## EXERCISE INSTRUCTIONS
Reproduce the text about Moscow in 1990 between "Saturday 29 December" and "its iron grip.", inclusive, renaming "Soviet Union" to "USSR" throughout.

## SUPPLIED PASSAGE

---+---

Saturday 29 December 2007

The last days of the Soviet Union

It was 1990 and the Soviet Union was crumbling. I had the privilege of seeing it during its last days, when old conventions were falling by the wayside but the new market orthodoxy had not yet caught Russia in its iron grip.
When I arrived at Sheremetyevo Airport, I smiled at the passport official, a young lad who appeared to be about 17 years old, and he smiled back, involuntary, as he was obviously quite unused to people smiling at him. This exchange of joy was premature, as my luggage failed to arrive from Milan. Outside, the temperature was minus one degree and my coat was in my suitcase. Friends rallied around and managed to lend me a jacket that someone had acquired on a visit to Jugoslavia. It kept off the snow but did not keep out the cold.
The University Hotel was a classic piece of Soviet architecture. The rooms were Spartan and old fashioned, the lift creaked alarmingly, and the red plush in the lobby appeared to be suffering from mange. The dining room was spectacular. On acres of dark brown carpet stood 120 dark brown tables and 480 brown chairs. The ceiling was dark brown and there was a huge, furry brown wall hanging. When food arrived, it too was dark brown; presumably soup and stewed meat, it was difficult to tell. It was served with cavalier disdain by a group of young girls who evidently suffered from a chronic superiority complex. Upstairs, such was the soundproofing that when I sang Neapolitan songs in the shower I was applauded by other guests along the whole corridor
We retrieved my luggage a day later from the airport. As there was a shortage of cars (in fact, there was a shortage of everything), I had to borrow a 47-seater bus--and of course its driver--to get to the airport and back. We celebrated by eating in one of those exclusive restaurants near the Bolshoi Ballet where they served sturgeon and wild mushrooms--but to foreigners only.
There is a sort of brotherhood among academics and it soon had me invited to the house of two of the senior fraternity, Professor Sergei Myagkov and his wife. They lived in a tiny apartment at the end of one of the metro lines, an opportunity to find out that, although the central metro stations were very grandiose, the periphery was much like any other urban jungle, a wilderness of concrete and graffiti. The Myagkovs did not have enough space for two desks, and so Sergei gallantly let his wife have the study and did his work in the bathroom, sitting on the toilet with a board strapped around his neck to serve as a desk. He was fortunately a man blessed with a keen sense of relativism and an equally strong sense of humour. He had great need of both. We sat down in their tiny dining room and they served us delicious food, but they had collected most of the vegetables and fruit in the woods around Moscow, for there was little to buy in the shops. It was an emotional celebration, as they gave us what they could and we appreciated it all the more for the depth of their generosity when they had so little to give.

---+---

## GIVEN INFORMATION

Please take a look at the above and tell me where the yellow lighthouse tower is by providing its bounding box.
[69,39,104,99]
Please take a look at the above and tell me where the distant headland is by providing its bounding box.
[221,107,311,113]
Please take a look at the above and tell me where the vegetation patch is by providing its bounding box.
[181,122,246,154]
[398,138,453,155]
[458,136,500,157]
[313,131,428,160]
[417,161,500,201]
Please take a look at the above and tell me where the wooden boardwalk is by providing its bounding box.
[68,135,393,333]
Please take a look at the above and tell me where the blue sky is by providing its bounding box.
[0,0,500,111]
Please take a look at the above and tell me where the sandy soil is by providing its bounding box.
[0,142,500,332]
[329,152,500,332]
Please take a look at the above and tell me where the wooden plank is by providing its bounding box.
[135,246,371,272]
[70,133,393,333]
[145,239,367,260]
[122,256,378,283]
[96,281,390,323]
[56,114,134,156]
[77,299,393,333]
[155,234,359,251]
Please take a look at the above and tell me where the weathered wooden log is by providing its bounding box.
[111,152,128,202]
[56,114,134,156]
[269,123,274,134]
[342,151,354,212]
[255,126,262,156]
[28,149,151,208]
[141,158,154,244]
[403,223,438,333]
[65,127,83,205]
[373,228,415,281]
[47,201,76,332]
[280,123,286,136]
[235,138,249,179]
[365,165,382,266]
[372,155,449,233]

---+---

## SOLUTION TO THE PROBLEM
Saturday 29 December 2007

The last days of the USSR

It was 1990 and the USSR was crumbling. I had the privilege of seeing it during its last days, when old conventions were falling by the wayside but the new market orthodoxy had not yet caught Russia in its iron grip.